● WHAT THIS EXERCISE ASKS
A) Answer these questions from the article on the business of Christmas below, one answer per line, marked (i), (ii), (iii) to match:
(i) Which detail in Luke would suggest spring or summer to someone in a pastoral economy?
(ii) What is sales tax called in Britain?
(iii) Which two festivals have those seeking a purely Christian festival usually valued more than Christmas?
B) Decide whether each statement below agrees with the article on the business of Christmas. Answer yes or no for each, quoting the words of the article that settle it.
(i) The Gospels give the actual date of Jesus' birth.
(ii) Scientists have shown that a decrease in sunlight causes depression.
(iii) The article expects that Christmas has been cancelled this year.

The Business of Christmas

The early Christians knew a thing or two about marketing.

The Gospels do not give the actual date of Jesus’ birth. However, anyone living in an economy dominated by pastoral agriculture would take Luke’s mention of shepherds watching their flocks by night as a definite reference to spring or summer, when sheep were out in the pasture. Most of the astronomical theories about the Star of Bethlehem point in the same direction.

However, the primitive Church used the absence of a specific date as a pretext to rebrand pagan mid-winter festivals as Jesus’ “official birthday”, so that converts would not have to give up a popular holiday.

So complaints about the “commercialisation” of Christmas rather miss the point.

Those who seek a purely Christian festival have usually valued Easter and Pentecost more than Christmas, which has always been more about conspicuous consumption to cheer everyone up during the very darkest days of winter. This was followed soon enough by a period of fasting – Lent making a virtue of necessity as winter food stocks ran out.

The modern equivalent is the splurge on the credit card in December followed by belt-tightening in the New Year. Scientists have shown how a decrease in sunlight causes depression, but consumption releases chemicals that can counter that depression – so Christmas may be part of our biology.

The precise pattern may be changing. Many in the UK are worried that the devastation of the retail sector by snow in the week before Christmas may have a disproportionate effect on national economic growth for the whole year. This effect may be magnified by a rise in sales tax, called Value Added Tax in Britain, coming into force just in time to negate the usual post-Christmas discount sales.

These worries are probably overstated. While overall economic conditions mean this year is unlikely to be outstanding, the probability is that Christmas has been postponed rather than cancelled. That biological cycle is still at work, and a little snow and a small tax rise are unlikely to make that much difference.

So it will probably be a Merry Christmas after all – eventually.

● DATA SECTION
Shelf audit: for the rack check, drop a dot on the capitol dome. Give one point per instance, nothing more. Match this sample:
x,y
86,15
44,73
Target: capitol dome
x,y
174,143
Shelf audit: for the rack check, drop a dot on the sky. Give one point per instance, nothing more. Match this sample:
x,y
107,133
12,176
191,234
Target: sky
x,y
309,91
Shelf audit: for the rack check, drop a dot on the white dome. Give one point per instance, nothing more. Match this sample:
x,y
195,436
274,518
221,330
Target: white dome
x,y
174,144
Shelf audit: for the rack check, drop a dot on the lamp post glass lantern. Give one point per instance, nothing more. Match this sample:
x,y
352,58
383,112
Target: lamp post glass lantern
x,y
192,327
---
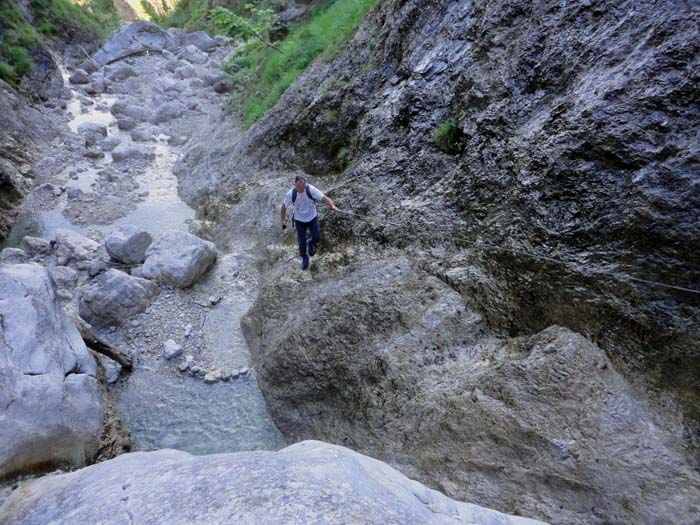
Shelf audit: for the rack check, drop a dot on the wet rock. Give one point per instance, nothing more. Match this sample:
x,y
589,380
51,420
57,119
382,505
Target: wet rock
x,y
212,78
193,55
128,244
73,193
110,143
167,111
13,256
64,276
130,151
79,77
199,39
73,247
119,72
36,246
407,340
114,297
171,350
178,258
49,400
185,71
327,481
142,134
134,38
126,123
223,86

● RESULTS
A)
(i) His mention of shepherds watching their flocks by night.
(ii) Value Added Tax.
(iii) Easter and Pentecost.

B)
(i) No: "The Gospels do not give the actual date of Jesus’ birth."
(ii) Yes: "Scientists have shown how a decrease in sunlight causes depression"
(iii) No: "the probability is that Christmas has been postponed rather than cancelled"